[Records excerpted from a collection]
BEGIN

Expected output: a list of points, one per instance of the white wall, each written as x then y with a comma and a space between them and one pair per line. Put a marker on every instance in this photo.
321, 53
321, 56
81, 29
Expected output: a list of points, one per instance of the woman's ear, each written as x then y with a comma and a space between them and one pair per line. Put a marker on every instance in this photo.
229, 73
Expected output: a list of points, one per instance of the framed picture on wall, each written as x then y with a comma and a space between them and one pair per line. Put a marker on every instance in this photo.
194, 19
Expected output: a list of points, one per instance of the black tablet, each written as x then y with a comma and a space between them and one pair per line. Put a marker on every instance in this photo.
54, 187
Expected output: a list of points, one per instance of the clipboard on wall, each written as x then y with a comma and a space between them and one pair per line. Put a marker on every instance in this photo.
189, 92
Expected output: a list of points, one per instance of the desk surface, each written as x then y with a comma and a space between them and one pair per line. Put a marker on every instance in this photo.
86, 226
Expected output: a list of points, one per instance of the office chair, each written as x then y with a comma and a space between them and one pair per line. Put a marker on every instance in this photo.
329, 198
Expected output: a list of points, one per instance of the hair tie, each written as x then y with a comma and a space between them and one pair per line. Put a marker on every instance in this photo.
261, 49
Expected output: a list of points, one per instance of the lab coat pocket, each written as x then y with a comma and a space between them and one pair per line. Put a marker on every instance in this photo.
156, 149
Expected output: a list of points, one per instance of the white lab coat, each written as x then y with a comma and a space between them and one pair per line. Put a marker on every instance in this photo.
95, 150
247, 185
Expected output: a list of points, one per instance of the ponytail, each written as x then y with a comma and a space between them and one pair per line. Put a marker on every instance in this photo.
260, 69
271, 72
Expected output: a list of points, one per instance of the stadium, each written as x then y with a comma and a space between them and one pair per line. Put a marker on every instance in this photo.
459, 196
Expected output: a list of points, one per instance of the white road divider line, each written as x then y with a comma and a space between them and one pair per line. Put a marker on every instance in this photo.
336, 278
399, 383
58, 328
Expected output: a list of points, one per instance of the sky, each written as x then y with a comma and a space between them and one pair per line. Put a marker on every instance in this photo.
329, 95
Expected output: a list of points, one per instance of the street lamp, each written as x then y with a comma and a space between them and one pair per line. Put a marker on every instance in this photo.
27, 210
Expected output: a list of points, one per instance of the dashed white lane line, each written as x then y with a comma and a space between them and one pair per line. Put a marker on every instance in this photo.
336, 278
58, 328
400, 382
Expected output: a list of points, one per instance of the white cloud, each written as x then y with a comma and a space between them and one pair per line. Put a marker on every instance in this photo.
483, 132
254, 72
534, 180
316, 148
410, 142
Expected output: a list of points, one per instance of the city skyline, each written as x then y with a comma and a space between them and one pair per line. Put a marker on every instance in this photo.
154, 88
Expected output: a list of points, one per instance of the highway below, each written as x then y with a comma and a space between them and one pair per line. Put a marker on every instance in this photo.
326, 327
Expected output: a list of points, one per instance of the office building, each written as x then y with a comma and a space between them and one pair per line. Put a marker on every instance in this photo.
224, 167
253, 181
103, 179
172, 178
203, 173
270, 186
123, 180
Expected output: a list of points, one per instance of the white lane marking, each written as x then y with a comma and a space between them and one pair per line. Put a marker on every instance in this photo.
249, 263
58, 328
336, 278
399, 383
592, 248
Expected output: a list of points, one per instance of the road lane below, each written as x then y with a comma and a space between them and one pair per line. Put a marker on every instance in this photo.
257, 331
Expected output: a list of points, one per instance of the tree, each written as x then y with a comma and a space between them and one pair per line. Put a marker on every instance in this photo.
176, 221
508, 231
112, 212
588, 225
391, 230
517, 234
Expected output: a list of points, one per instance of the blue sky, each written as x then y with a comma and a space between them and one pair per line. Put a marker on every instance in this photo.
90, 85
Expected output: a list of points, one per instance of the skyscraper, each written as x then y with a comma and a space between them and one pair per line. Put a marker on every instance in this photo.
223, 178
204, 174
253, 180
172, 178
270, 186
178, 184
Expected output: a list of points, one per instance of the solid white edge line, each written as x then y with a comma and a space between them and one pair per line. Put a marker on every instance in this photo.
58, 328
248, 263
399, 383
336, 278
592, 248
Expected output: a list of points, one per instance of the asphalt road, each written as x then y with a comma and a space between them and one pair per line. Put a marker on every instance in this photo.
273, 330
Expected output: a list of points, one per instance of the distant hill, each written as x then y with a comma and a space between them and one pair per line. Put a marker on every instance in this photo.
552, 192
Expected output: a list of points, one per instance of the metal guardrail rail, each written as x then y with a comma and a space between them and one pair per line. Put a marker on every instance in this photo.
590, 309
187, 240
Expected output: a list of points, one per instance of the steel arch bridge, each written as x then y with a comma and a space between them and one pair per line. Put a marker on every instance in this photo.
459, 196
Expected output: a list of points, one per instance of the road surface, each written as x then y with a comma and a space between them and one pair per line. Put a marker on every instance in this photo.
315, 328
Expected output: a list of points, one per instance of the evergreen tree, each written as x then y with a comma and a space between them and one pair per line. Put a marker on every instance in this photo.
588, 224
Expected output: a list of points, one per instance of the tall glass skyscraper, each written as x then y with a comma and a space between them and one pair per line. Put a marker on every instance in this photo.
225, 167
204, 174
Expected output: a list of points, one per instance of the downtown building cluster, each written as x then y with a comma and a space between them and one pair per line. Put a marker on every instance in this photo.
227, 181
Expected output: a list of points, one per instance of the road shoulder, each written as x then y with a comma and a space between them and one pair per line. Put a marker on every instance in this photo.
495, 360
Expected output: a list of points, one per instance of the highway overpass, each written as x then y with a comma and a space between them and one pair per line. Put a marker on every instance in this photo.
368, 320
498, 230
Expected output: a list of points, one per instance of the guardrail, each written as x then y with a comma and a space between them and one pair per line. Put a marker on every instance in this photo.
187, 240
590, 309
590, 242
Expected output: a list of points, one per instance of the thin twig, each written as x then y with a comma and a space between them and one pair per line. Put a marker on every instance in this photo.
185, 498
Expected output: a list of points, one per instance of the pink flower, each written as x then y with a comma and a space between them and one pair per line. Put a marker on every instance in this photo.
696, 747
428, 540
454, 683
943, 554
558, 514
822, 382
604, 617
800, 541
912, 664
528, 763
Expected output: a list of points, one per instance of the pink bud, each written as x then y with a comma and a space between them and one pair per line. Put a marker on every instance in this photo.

END

• Your objective: Reproduce the records above exactly as they appear.

• Exercise result:
Expected output: a list of points, one per instance of the white wall, each written as x then y with a comma and a space between them and one pair per line. Put a marker on every instance in this photo.
321, 53
321, 56
81, 29
Expected output: a list of points, one per instance of the woman's ear, each written as x then y with a comma and a space between them and one pair per line. Put a marker on every instance in this photo.
229, 73
Expected output: a list of points, one per instance of the framed picture on wall, each written as x then y with a comma and a space between them and one pair per line. Put a marker on every instance in this photo.
194, 19
Expected output: a list of points, one per instance of the black tablet, each written as x then y with a comma and a space between them and one pair per line. Put a marker on every instance in this photo.
54, 187
Expected output: a list of points, one per instance of the clipboard on wall, each written as x then y with a comma and a space between them and one pair per line. Put a marker on every instance in this photo.
189, 92
Expected output: a list of points, one per instance of the desk surface, each written as x then y with a comma and a space between them and one pair per line. Put a marker on every instance in this photo.
86, 226
Expected output: a list of points, one per instance of the office chair, each written as x then y with a comma and a space between them and one pair per line. Put a marker on every instance in this photo.
329, 198
Expected output: a list of points, one per instance of the hair tie, each written as x then y with a comma and a space between them and one pair per line. Put a marker on every instance in this photo.
261, 49
Expected output: a list of points, one per instance of the lab coat pocket, each written as x then y with a comma and a space between them and one pair per line. Put a marker on every instance in this photo.
156, 149
Expected output: a list of points, one per instance of the white lab coat, each written as x then y with a comma and a space between them and one pair per line. Put a marker on every instance in this photo.
95, 150
247, 185
Expected output: a list of points, one per instance of the ponytail, each written as x then y with a comma and a space between them and one pair per line. Put a marker on every instance in this photo.
260, 69
271, 72
Expected output: a list of points, one per instance of the stadium, each written as x then y with a comma and a space between them and one pair per line. Put a marker on every instance in this photo.
459, 196
Expected output: a list of points, one per instance of the white road divider line, each written as x then y with a comma and a space between them and one pair per line. Put a marker on every instance in this photo.
336, 278
399, 383
58, 328
Expected output: a list of points, one per instance of the sky, each written as x then y with a comma and a space between them and one pair per line. Put a marker on every instance in this photo.
329, 95
Expected output: a list of points, one per instance of the street lamp, each written as x then y with a comma and a space between them and one pair per line. Put a marker on every instance in this photo.
27, 210
Expected output: a list of points, one per instance of the dashed white lane line, each written as x then y with a comma and a space between them and one pair per line. Put a marker on every instance in this photo.
336, 278
58, 328
400, 382
Expected output: a list of points, one per instance of the white cloud, each written as x then y with a comma and a space between them and one pair per line. Put a marker on every instance in this photo.
483, 132
254, 72
534, 180
316, 148
410, 142
Expected output: a list of points, one per instance of the city skyline, each written as x then y with a comma and a space between them and one pair per line. Put a marker on every instance in this photo.
154, 88
Expected output: a list of points, one per instance of the highway below, each written as x then y with a comma and a space between them and one pair per line. Put a marker on every instance in this photo.
326, 327
Expected output: a list of points, one per instance of the office building, each written as x then y with a comma and a space between them and one pair per line. Put a marker on every instance in this photo.
224, 167
253, 181
103, 179
172, 178
203, 173
270, 186
123, 180
Expected output: a list of points, one per instance of the white lane marking, each written as x then y with a comma and a space between them and one pair per line. Put a marker on every instance in this photo.
249, 263
58, 328
336, 278
399, 383
592, 248
Expected output: a list of points, one per instance of the road lane below, each written as x then y with a comma and a space between them and one pair per line. Put a marker on every instance in this photo.
257, 331
Expected output: a list of points, one per instance of the tree, each written as x then y with a comma and a space between them and one pair per line. Put a marker on every instance in this photo.
176, 221
508, 231
112, 212
588, 225
391, 230
517, 234
Expected output: a list of points, one per instance of the blue sky, each written as x then y with a comma and a space between them and one pair per line. Put a marker on every instance in this photo.
90, 85
Expected output: a list of points, one per instance of the skyscraper, each written as x then y with a comma and a space between them and one pair per line. Put a marker on every instance in this photo.
223, 178
204, 174
253, 180
172, 178
270, 186
178, 184
Expected output: a list of points, one per instance of the solid white edge line, each written as x then y with a comma and a space between them and one pair per line. Put a marker on every instance in this photo.
58, 328
248, 263
399, 383
336, 278
592, 248
Expected output: a list of points, one per instance of the asphalt road, each written as x then y with a comma and a space between them and one pair per line. Put a marker on every instance in this photo.
273, 330
Expected output: a list of points, one per instance of the distant hill, each written as x then y with a comma and a space between them and one pair per line. Put a marker on every instance in this photo.
552, 192
Expected output: a list of points, one per instance of the metal guardrail rail, each written as x then y with a comma and a space between them and one pair per line. Put a marker on every instance in this photo.
590, 309
187, 240
Expected output: a list of points, one per instance of the steel arch bridge, each written as x then y with a comma and a space between them and one pair per line. Put a marker on every instance in this photo.
459, 196
Expected output: a list of points, one per instance of the road surface, each written as x then y with a comma and a space between them and one pair per line. Put a marker on every instance in this photo.
315, 328
Expected output: a list of points, one per instance of the evergreen tree, each written as x then y with a comma and a space between them and one pair per line. Put a marker on every instance in this photo.
588, 224
Expected output: a list of points, one per instance of the tall glass skyscraper, each written as x then y with a comma and a space between them and one pair per line. Put a marker on every instance in this photo.
225, 167
204, 174
Expected output: a list of points, one per instance of the downtown building cluster, each written as x then y with a comma and a space between them and one pair per line. Put a marker on every instance in this photo.
227, 181
Expected output: a list of points, one per instance of the road shoulder, each written as x then y with a comma and a space between them and one pair per line. Put a marker on every instance in this photo.
495, 360
Expected output: a list of points, one per instance of the highway overpass, each written as x then y with a comma and a space between them and one pair per line. Put a marker on every instance in this photo.
368, 320
498, 230
Expected output: a list of points, one per instance of the guardrail, each written as x then y with a comma and a space between them and one pair per line. Put a marker on every instance in this photo.
187, 240
590, 309
590, 242
Expected output: a list of points, one per instance of the thin twig, each written as x then y with a comma and a space between them and one pair per line. Put a marker on every instance in this photo.
185, 498
Expected output: a list of points, one per instance of the pink flower, each written as x then y with a comma and a space between them and one pair per line. Put a marker on every instance in this photo.
696, 747
428, 540
454, 683
943, 554
558, 514
822, 382
604, 617
800, 541
912, 664
528, 763
Expected output: a list of points, one per instance of the pink bud, each written as x then y with a comma and a space between them and one pair per line. Put a marker on every instance in this photo.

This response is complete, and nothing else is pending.